▸ **Your objective**
Locate every line in the rows below that contains the word "wall" and copy each of those lines.

▸ **Excerpts of labeled region data**
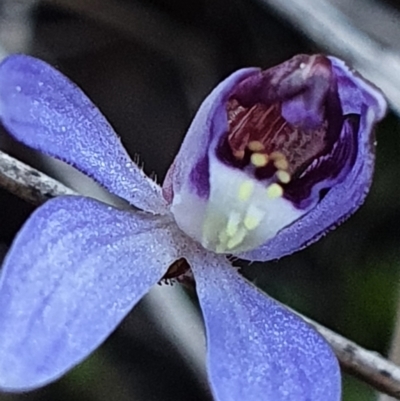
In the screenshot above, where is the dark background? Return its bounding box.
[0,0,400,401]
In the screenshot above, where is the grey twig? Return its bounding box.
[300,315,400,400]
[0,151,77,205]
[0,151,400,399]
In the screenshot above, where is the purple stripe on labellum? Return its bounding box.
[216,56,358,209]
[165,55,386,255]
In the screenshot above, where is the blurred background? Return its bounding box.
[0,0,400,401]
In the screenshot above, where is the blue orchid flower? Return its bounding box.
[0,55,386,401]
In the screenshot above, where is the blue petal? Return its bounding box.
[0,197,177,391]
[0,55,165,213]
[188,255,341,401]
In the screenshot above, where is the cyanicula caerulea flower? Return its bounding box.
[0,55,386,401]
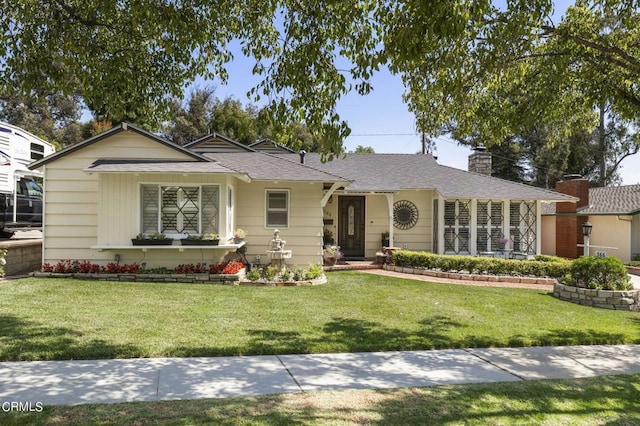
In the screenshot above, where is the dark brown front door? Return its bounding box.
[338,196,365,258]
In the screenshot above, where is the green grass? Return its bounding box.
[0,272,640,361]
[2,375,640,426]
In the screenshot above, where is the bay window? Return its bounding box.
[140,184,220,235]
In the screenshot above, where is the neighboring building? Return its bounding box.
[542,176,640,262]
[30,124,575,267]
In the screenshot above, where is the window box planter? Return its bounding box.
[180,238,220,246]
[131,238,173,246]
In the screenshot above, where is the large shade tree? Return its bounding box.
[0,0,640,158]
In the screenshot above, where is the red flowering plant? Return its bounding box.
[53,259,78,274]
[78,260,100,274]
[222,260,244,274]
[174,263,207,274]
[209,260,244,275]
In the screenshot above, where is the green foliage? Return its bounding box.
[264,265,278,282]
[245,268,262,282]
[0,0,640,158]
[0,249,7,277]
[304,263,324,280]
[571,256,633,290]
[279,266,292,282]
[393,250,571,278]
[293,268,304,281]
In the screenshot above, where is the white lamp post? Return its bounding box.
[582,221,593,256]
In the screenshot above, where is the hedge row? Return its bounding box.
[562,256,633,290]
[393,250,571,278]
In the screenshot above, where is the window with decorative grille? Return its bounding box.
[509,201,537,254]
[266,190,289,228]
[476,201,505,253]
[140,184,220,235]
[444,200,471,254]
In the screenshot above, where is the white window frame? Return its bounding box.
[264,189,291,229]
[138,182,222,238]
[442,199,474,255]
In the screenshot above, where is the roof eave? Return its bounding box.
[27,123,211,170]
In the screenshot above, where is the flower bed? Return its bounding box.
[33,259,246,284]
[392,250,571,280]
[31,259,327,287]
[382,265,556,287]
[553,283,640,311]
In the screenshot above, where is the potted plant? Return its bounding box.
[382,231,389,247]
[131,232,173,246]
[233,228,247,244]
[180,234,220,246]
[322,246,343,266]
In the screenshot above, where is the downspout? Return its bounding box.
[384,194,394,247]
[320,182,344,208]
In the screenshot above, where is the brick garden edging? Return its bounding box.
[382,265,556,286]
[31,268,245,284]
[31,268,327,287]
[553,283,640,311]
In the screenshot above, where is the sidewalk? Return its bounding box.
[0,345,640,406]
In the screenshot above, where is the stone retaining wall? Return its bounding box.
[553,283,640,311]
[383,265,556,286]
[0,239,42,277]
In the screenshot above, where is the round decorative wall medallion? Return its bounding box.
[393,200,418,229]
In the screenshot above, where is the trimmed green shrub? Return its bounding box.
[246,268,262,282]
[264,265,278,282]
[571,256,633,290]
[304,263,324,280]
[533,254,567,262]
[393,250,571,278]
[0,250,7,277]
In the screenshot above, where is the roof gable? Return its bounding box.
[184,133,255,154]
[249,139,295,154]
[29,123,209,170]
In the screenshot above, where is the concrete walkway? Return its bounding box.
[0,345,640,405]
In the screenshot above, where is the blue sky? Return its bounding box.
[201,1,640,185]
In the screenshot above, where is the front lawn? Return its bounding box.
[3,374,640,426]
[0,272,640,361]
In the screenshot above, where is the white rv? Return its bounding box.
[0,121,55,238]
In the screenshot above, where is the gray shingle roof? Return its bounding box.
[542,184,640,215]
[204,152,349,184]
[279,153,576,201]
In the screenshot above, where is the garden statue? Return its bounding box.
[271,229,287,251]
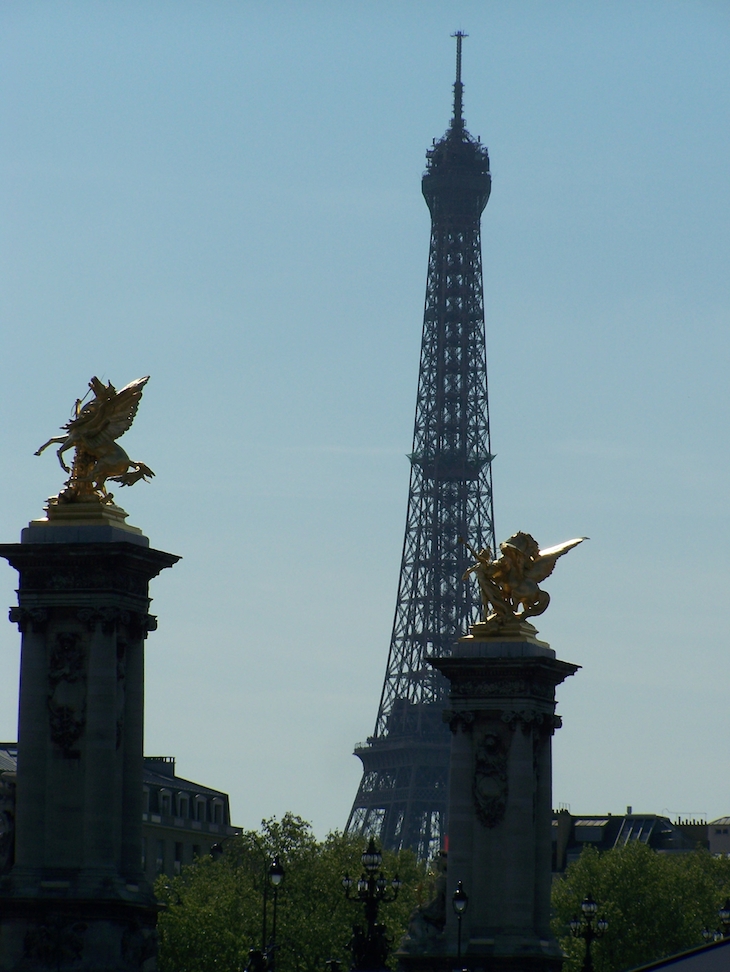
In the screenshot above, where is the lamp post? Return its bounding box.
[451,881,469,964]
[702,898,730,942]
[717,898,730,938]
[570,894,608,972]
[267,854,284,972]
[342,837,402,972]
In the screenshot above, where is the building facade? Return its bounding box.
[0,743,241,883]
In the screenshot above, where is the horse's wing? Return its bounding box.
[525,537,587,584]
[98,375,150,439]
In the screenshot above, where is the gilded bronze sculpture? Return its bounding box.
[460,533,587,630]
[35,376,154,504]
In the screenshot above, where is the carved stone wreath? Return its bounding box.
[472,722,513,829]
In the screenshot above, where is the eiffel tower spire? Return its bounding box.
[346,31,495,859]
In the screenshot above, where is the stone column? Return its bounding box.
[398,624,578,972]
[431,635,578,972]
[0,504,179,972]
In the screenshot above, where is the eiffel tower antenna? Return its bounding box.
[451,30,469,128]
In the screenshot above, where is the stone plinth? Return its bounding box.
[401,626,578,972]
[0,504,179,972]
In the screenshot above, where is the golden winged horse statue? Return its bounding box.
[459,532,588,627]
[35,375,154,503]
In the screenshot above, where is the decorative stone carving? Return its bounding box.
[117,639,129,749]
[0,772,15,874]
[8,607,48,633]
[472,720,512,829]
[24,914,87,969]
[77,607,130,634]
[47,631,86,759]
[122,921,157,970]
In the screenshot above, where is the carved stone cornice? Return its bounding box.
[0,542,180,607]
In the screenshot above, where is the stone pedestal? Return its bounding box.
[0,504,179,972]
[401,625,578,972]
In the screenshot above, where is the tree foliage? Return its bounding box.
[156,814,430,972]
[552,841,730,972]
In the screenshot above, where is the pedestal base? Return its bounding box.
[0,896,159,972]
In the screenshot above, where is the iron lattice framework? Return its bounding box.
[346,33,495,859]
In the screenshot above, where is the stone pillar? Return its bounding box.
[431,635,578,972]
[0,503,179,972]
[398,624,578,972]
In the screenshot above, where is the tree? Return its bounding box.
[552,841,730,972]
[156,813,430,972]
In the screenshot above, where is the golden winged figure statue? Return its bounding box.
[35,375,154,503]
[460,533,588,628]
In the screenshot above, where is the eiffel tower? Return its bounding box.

▸ **Output for this task**
In the screenshot above, where is the stone retaining wall? Return its bounding box.
In the screenshot above, where is the round decorative wall medallion? Return its bounding box.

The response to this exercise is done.